*EXERCISE TASK*
Report every line of the records below that contains the word "street", copying each line in full. Case counts.

[Items from a data source]
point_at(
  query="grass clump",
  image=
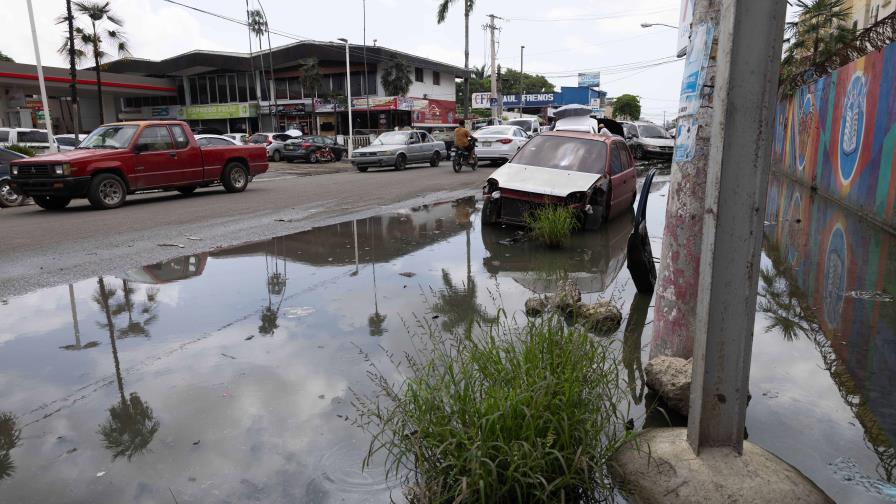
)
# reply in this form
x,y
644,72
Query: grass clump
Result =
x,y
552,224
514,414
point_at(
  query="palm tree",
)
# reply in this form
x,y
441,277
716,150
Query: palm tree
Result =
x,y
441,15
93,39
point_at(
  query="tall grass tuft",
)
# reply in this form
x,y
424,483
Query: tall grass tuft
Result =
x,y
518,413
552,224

...

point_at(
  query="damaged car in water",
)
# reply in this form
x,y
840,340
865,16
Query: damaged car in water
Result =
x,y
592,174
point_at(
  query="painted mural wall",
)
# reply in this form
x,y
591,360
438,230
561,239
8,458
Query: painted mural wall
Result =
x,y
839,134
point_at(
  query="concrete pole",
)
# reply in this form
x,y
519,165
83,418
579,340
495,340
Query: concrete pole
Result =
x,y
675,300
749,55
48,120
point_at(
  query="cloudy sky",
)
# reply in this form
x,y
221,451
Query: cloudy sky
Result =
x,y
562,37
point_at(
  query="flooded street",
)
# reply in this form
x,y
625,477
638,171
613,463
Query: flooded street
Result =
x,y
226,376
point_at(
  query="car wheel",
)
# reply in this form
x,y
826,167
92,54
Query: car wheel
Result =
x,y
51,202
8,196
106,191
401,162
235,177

* * *

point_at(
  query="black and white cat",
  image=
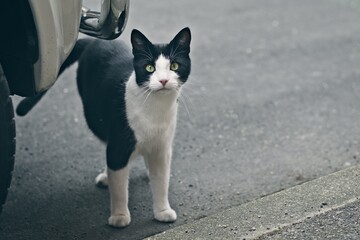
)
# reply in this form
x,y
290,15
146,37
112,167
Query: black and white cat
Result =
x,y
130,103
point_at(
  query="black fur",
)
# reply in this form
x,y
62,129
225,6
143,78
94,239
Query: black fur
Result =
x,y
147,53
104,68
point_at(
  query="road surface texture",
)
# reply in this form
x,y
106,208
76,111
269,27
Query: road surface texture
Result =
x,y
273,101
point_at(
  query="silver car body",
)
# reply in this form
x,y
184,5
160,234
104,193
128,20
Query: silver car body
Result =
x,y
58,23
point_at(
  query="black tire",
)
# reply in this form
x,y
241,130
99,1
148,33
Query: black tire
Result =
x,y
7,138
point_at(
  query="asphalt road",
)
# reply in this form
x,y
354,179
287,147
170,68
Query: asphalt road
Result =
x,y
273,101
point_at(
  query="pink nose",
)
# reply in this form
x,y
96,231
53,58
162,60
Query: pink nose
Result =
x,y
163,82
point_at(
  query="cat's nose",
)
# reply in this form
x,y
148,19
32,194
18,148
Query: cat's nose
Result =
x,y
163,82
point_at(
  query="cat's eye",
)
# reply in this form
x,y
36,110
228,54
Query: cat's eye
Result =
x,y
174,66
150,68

*SOLUTION TO THIS EXERCISE*
  query="flooded street",
Query: flooded street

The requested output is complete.